■ **STATED EXERCISE**
Starting with the line that contains "Reviewer check: every instance of the long", copy every line through the end of the data below, exactly and with nothing added.

Coordinate labeling data:
----

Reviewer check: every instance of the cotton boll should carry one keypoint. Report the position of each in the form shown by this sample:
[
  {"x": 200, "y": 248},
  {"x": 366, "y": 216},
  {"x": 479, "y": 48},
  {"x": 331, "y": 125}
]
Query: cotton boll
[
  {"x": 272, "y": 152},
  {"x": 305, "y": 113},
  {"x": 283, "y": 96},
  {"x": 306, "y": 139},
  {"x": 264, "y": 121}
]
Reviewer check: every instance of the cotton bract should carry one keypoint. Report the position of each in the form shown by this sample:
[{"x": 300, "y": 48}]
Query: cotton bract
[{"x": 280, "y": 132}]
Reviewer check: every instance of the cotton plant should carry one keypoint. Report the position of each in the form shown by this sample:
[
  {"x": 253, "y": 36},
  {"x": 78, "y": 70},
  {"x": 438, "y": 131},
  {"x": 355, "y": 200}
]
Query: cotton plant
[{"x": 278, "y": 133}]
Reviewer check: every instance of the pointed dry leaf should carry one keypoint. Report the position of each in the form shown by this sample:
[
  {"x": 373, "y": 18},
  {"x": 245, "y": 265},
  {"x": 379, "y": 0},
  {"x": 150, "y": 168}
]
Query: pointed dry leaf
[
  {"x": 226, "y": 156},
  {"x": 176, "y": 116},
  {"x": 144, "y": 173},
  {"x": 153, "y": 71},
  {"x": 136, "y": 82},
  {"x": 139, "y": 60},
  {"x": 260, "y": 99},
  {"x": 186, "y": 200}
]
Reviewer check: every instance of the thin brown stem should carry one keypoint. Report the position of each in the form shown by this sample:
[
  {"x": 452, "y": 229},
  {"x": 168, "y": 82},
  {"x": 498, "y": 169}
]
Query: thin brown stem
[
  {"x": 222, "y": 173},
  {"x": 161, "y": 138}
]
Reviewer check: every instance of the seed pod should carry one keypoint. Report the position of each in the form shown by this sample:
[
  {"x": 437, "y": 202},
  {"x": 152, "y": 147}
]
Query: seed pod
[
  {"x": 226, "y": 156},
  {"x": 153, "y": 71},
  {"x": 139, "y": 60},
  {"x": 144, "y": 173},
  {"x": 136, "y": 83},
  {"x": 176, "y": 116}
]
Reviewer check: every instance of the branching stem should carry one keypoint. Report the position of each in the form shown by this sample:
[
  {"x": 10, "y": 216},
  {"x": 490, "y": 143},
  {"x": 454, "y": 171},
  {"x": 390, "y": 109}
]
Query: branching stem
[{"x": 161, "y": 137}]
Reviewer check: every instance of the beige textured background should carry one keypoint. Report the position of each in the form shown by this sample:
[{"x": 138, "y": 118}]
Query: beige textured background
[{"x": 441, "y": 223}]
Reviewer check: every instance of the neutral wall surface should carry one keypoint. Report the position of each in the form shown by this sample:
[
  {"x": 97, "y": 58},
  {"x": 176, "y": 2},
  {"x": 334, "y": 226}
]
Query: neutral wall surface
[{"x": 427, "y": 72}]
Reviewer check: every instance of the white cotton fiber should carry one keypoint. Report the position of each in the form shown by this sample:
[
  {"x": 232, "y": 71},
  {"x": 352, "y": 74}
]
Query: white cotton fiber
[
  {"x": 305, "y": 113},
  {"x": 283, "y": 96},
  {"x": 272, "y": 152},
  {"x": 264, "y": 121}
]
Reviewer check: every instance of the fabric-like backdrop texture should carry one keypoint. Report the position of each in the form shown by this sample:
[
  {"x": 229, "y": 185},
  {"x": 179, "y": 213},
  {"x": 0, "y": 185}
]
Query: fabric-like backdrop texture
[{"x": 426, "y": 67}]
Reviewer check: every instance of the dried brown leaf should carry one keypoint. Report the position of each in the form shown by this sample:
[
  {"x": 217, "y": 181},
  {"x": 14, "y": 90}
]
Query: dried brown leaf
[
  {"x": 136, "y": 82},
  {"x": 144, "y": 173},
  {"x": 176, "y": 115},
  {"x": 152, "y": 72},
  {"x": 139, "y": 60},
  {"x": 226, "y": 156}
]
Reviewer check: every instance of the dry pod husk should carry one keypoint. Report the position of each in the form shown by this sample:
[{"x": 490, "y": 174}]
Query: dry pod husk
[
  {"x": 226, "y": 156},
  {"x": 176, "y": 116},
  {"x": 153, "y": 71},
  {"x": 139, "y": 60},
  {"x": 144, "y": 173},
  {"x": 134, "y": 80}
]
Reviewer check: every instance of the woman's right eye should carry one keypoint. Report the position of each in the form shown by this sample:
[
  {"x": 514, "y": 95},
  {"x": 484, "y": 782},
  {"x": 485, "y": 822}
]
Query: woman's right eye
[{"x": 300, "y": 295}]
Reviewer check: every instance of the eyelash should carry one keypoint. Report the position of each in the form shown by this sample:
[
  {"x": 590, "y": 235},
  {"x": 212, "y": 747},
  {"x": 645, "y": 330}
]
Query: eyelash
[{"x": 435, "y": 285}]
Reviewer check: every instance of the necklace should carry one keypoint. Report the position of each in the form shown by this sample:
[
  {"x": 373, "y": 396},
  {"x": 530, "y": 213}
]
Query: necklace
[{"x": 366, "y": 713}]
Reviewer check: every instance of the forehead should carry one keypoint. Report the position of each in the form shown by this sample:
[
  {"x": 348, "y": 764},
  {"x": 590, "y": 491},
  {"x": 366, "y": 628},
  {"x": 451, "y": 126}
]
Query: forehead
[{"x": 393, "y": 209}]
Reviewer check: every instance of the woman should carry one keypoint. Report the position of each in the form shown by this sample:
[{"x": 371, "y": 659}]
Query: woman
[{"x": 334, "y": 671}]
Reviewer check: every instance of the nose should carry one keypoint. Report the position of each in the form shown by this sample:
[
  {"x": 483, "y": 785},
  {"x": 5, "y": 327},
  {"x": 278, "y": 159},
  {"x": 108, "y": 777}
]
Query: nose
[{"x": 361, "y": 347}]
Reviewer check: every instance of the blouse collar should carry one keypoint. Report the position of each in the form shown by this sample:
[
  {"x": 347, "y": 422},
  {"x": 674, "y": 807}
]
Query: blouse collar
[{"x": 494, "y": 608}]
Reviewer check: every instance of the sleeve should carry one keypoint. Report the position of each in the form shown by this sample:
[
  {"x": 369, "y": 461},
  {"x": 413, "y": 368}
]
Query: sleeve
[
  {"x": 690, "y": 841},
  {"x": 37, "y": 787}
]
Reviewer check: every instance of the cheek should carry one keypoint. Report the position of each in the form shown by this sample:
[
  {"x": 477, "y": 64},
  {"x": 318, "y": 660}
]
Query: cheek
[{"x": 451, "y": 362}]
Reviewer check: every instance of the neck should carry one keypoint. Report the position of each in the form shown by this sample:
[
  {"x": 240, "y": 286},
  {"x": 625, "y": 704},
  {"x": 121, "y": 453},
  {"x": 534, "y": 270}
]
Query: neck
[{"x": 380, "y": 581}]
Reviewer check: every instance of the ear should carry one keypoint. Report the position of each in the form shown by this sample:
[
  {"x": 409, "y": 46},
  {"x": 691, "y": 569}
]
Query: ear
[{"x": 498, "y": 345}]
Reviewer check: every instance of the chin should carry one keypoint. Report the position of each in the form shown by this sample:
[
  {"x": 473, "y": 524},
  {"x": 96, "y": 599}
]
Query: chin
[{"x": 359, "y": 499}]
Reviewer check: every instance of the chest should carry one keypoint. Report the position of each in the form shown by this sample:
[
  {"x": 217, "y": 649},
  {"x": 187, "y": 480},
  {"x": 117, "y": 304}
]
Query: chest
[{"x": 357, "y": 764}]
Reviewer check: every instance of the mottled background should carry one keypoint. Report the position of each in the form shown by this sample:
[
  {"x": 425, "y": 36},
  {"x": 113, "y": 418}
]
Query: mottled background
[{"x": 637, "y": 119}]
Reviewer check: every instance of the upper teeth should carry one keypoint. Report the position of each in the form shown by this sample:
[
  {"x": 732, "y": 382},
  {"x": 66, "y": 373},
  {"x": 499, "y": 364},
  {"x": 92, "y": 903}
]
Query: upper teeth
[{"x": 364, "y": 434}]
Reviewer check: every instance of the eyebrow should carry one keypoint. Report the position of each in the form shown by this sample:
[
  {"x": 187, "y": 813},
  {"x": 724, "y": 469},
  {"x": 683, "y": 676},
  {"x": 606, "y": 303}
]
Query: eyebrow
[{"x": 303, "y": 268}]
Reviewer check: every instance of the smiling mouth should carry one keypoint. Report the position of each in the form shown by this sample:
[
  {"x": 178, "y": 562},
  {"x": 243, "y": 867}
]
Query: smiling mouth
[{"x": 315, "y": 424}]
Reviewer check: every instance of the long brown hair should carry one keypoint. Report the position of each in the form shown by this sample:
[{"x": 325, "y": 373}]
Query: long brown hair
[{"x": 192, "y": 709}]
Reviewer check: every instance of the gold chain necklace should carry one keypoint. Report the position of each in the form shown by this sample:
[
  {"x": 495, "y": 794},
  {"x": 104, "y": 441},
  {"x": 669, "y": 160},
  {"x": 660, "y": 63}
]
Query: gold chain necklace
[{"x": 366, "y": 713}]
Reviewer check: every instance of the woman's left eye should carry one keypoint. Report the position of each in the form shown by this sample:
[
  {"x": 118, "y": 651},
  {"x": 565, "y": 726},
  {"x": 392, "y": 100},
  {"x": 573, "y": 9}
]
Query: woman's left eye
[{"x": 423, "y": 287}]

----

■ **FINISHED EXERCISE**
Reviewer check: every instance of the long brown hair should carry one keypoint. Report the position of each in the form shown by this sample:
[{"x": 325, "y": 373}]
Query: long brown hair
[{"x": 192, "y": 709}]
Reviewer check: every instance of the gold chain necklace should carry one keypoint. Report the position of each in the form shown by this sample:
[
  {"x": 495, "y": 794},
  {"x": 104, "y": 441},
  {"x": 669, "y": 160},
  {"x": 660, "y": 63}
]
Query: gold chain necklace
[{"x": 366, "y": 713}]
Reviewer check: every instance of the woman's left eye should carry one keypoint. Report the position of each in the form shown by this sample:
[
  {"x": 118, "y": 651},
  {"x": 565, "y": 726},
  {"x": 392, "y": 100},
  {"x": 573, "y": 9}
]
Query: woman's left eye
[{"x": 423, "y": 287}]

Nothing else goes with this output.